[Saved entries]
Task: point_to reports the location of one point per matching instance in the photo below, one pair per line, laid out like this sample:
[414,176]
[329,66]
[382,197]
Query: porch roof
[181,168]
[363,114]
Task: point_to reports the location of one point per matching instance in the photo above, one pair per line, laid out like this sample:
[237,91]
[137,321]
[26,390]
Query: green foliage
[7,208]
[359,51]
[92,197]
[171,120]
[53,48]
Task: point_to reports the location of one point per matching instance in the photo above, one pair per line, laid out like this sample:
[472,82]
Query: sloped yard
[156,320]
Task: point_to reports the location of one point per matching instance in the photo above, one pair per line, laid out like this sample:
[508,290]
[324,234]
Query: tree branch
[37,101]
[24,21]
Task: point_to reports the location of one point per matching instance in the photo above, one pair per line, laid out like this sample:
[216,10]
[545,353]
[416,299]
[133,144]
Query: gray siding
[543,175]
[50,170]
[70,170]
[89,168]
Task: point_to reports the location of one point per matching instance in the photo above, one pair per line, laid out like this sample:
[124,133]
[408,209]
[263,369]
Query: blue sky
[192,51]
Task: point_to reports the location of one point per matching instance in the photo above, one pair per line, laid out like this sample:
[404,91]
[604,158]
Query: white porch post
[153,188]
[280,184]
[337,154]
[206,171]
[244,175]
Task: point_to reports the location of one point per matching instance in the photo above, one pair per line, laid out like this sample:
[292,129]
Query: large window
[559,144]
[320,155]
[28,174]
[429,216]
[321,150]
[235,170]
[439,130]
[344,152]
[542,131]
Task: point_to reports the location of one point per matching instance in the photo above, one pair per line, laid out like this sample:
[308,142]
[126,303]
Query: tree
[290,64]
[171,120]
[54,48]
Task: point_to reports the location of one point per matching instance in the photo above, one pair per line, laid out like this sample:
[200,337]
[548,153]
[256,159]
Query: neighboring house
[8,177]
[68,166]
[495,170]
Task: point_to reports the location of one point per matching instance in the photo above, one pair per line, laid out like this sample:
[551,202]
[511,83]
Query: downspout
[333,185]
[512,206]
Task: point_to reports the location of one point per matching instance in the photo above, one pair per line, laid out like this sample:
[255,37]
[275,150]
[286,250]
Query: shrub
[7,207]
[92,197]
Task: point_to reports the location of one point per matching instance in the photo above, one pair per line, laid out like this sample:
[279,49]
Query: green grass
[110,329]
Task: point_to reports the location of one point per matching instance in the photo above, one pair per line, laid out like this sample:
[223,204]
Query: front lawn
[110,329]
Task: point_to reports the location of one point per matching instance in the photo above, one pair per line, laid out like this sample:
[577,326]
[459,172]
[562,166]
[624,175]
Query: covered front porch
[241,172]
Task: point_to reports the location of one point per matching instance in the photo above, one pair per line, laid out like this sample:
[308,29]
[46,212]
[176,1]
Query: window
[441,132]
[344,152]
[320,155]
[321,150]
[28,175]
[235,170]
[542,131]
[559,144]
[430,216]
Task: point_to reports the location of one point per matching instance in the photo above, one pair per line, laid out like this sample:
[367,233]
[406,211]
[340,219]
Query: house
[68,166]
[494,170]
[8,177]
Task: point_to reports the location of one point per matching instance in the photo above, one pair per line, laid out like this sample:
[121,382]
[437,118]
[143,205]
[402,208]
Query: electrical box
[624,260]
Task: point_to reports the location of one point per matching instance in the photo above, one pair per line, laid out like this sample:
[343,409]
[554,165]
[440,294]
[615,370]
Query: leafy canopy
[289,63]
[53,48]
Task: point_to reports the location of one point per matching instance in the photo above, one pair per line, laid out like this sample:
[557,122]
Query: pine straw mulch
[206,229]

- EXERCISE:
Every word of the data above should be given again, exactly as it stands.

- RESPONSE TO THIS EXERCISE:
Task: point_to reports the location of one point per matching instance in the photo below, one pair per line, laid out like this sample:
[414,176]
[329,66]
[382,197]
Query: porch roof
[181,168]
[363,114]
Task: point_to reports the location of one point per matching instance in the photo above, one pair per line, laid out like this sample:
[237,91]
[137,321]
[26,390]
Query: green foliage
[7,208]
[359,51]
[92,197]
[171,120]
[53,48]
Task: point_to reports the location of one point per matching instance in the photo above, one pair per line, laid out like this sample:
[472,82]
Query: sloped yard
[156,320]
Task: point_to reports the location of one point per matching instance in the photo above, one pair per line, laid out like this sample:
[508,290]
[324,234]
Query: tree branch
[37,101]
[24,21]
Task: point_to reports the location of one point per matching instance in the photo above, one pair per line, laid out like this sample:
[216,10]
[545,353]
[416,299]
[133,144]
Query: gray siding
[543,175]
[50,170]
[70,170]
[89,168]
Task: point_to reports the location of one point per matching instance in the photo above, one pair per line, laid out like this sample:
[124,133]
[408,209]
[263,369]
Query: blue sky
[192,51]
Task: point_to reports the location of one point per matching instance in the photo above, one pair per line, laid out like this sample:
[404,91]
[604,158]
Query: white porch post
[153,188]
[280,184]
[337,154]
[206,171]
[244,175]
Task: point_to reports the location of one point per matching instance in the photo above, one pair per line, laid out like this sample:
[292,129]
Query: large window
[559,144]
[320,155]
[28,174]
[429,216]
[321,150]
[235,170]
[439,130]
[344,152]
[542,131]
Task: point_to reports the location of one point per matching instance in the photo above, one pair per line, laid out like this sample:
[308,142]
[126,303]
Query: tree
[290,64]
[171,120]
[54,48]
Task: point_to reports the location of one point per matching instance in the photo above, one pair per line, laid out like this sample:
[200,337]
[548,153]
[256,159]
Query: neighboring house
[8,177]
[68,166]
[495,170]
Task: point_to reports the location of one point per matching instance in the photo above, one pair per line, laid out like this sample:
[551,202]
[511,83]
Query: downspout
[333,185]
[512,206]
Task: point_to reports the location of one point per matching instance in the photo above, one pair per line, laid out like this sample:
[255,37]
[275,150]
[286,250]
Query: shrub
[7,207]
[92,197]
Task: point_to reports the location of one point per matching instance in the photo above, one pair per line, laid out like this sample:
[279,49]
Query: green grass
[110,329]
Task: point_to reports the location of one point per matching instance in the photo above, one pair per line, laid out like this sample:
[223,204]
Query: front lawn
[110,329]
Task: point_to reports the location of one point per matching instance in the photo above, one pair per line, laid out like this sample:
[577,326]
[459,172]
[562,166]
[624,175]
Query: covered front porch
[241,172]
Task: point_to reports the location of one point per matching instance in the photo above, one pair per line, laid out like this sample:
[308,29]
[46,212]
[176,1]
Query: window
[441,132]
[344,152]
[320,155]
[321,150]
[28,175]
[235,170]
[542,131]
[559,144]
[430,216]
Task: point_to reports the location of one point per matching instance in the photo above, one pair per line, laid out like this sample:
[367,233]
[406,211]
[340,219]
Query: house
[68,166]
[494,170]
[8,177]
Task: point_to reports the location of one point per matching instance in the photo above, one pair per line, laid out like this sample:
[121,382]
[437,118]
[143,205]
[402,208]
Query: electrical box
[624,260]
Task: point_to reports the location of one point per matching instance in the photo above, one pair per line, laid out like this sample:
[343,409]
[554,165]
[440,294]
[615,370]
Query: leafy canopy
[289,63]
[53,48]
Task: point_to reports the location of one point per matching instance in the photo above, one pair per line, laid out like this sample:
[557,122]
Query: pine straw mulch
[206,229]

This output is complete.